TASK OBJECTIVE: The expected response is the full set of records, unchanged.
========
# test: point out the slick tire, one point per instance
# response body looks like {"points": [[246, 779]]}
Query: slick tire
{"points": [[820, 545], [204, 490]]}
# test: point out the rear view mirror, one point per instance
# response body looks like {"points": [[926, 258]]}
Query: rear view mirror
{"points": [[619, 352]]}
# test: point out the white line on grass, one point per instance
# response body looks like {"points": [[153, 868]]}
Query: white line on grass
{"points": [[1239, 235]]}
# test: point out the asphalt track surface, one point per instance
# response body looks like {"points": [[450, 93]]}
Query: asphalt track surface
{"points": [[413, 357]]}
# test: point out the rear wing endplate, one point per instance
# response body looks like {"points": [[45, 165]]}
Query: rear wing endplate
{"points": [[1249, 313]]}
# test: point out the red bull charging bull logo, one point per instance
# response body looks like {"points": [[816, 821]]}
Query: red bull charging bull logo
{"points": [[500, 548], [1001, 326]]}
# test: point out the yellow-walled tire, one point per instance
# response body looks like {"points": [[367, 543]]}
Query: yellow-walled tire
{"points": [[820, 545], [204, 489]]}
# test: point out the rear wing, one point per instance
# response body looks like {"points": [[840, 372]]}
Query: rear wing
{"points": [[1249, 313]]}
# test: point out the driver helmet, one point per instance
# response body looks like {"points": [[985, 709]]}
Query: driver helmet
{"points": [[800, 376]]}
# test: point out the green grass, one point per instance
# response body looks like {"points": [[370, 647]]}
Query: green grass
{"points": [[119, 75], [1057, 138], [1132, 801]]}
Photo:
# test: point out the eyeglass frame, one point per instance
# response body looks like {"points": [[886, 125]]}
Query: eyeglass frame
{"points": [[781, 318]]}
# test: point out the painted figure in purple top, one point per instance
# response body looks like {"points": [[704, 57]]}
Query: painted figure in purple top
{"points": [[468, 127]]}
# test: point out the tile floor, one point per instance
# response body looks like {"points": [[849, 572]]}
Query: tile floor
========
TASK ANSWER:
# test: point out the slick tire, one point per instance
# response body looks like {"points": [[246, 779]]}
Query: slick tire
{"points": [[820, 545], [204, 490]]}
# test: point out the rear view mirror, one point per instance
# response body looks like {"points": [[926, 258]]}
Query: rear view mirror
{"points": [[619, 352]]}
# test: point out the white line on grass, one point per instance
# response body looks like {"points": [[153, 868]]}
Query: white line on grass
{"points": [[1239, 235]]}
# test: point out the asphalt track surface, one point per instance
# response body looks like {"points": [[450, 93]]}
Query: asphalt track surface
{"points": [[413, 357]]}
# test: point out the rear wing endplate, one point per instance
# response body looks like {"points": [[45, 165]]}
Query: rear wing endplate
{"points": [[1249, 313]]}
# test: point out the red bull charging bull logo, one point per instance
# response body looks like {"points": [[816, 821]]}
Query: red bull charging bull logo
{"points": [[500, 548], [1001, 326]]}
# test: point out the yellow-walled tire, one point per instance
# response body looks like {"points": [[367, 543]]}
Query: yellow-walled tire
{"points": [[820, 545], [204, 489]]}
# test: point out the rear wing, one point per instance
# response body looks like {"points": [[840, 372]]}
Query: rear wing
{"points": [[1249, 313]]}
# test: point out the driver helmet, one point per instance
# response body looks like {"points": [[985, 709]]}
Query: driver helmet
{"points": [[800, 376]]}
# test: point out the green grass, one point per instance
# response body looks like {"points": [[370, 647]]}
Query: green grass
{"points": [[119, 75], [1057, 138], [1132, 801]]}
Photo:
# test: point out the eyeglass frame, one point per instance
# response body looks like {"points": [[886, 125]]}
Query: eyeglass frame
{"points": [[781, 318]]}
# test: point out the painted figure in purple top, one point per instance
# response body looks like {"points": [[704, 57]]}
Query: painted figure in purple top
{"points": [[468, 127]]}
# test: point out the tile floor, one point per instance
# response body looks like {"points": [[849, 572]]}
Query: tile floor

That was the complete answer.